**What you should do:** Reproduce every one of the following records verbatim, keeping each line unchanged.

**Supplied material:**
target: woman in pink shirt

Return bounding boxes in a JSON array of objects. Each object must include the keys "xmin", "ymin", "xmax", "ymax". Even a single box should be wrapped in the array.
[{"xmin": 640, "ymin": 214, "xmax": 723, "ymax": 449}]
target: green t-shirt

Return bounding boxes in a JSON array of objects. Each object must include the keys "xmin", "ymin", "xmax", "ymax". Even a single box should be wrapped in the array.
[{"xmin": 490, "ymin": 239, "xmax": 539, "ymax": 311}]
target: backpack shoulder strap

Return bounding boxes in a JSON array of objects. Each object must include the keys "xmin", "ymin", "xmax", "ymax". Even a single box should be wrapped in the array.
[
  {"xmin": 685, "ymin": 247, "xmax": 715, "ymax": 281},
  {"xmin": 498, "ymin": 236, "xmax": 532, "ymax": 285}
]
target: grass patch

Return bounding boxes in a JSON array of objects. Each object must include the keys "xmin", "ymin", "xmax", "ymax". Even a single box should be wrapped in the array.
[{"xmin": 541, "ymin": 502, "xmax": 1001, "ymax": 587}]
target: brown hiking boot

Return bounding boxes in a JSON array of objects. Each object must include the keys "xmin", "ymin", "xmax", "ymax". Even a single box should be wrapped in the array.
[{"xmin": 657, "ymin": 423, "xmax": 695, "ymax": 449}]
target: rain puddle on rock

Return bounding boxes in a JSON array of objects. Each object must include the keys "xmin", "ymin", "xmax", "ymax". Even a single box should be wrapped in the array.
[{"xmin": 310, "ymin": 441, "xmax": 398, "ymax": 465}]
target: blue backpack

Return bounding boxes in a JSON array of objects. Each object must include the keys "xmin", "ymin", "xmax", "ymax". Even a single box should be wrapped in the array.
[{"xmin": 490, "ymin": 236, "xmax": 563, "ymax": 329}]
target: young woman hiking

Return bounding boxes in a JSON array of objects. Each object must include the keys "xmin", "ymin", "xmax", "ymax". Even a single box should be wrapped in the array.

**The answer:**
target: woman in pink shirt

Return bounding boxes in a JSON array of objects. Each object must include the keys "xmin", "ymin", "xmax", "ymax". Even a single box should be wrapped in the array.
[{"xmin": 640, "ymin": 214, "xmax": 723, "ymax": 449}]
target: green t-shirt

Return bounding boxes in a JSON array of objects. Each object must include the keys "xmin", "ymin", "xmax", "ymax". Even a single box should be wrapped in the array.
[{"xmin": 490, "ymin": 239, "xmax": 539, "ymax": 311}]
target: backpack shoulder strap

Return bounding boxes in a JSON array of objects. Each object must include the keys "xmin", "ymin", "xmax", "ymax". Even a single box should be wrapped in the array.
[
  {"xmin": 685, "ymin": 247, "xmax": 715, "ymax": 281},
  {"xmin": 498, "ymin": 236, "xmax": 532, "ymax": 285}
]
target: grass patch

Return bounding boxes in a JSON array of objects. Each object must include the keys "xmin", "ymin", "xmax", "ymax". Even a single box should be wrapped in the array.
[{"xmin": 541, "ymin": 502, "xmax": 1001, "ymax": 587}]
target: brown hiking boot

Return bounding boxes in a JSON array of objects. Each object must include the keys "xmin", "ymin", "xmax", "ymax". Even a single box should be wrapped in the array.
[{"xmin": 657, "ymin": 423, "xmax": 695, "ymax": 449}]
target: rain puddle on rock

Return bounding boxes in a JSON array of objects. Each object must include the keys "xmin", "ymin", "xmax", "ymax". Even a single box should be wrapped in the array.
[{"xmin": 310, "ymin": 441, "xmax": 398, "ymax": 465}]
target: blue backpack

Return bounding boxes in a JSON array of objects. Each object must include the keys "xmin", "ymin", "xmax", "ymax". Even a single box should be wrapped in the array.
[{"xmin": 490, "ymin": 236, "xmax": 563, "ymax": 329}]
target: young woman hiking

Return bounding boxes in a JSON array of objects. Each object must include the keys "xmin", "ymin", "xmax", "ymax". Even a single box should be wrapped in the array.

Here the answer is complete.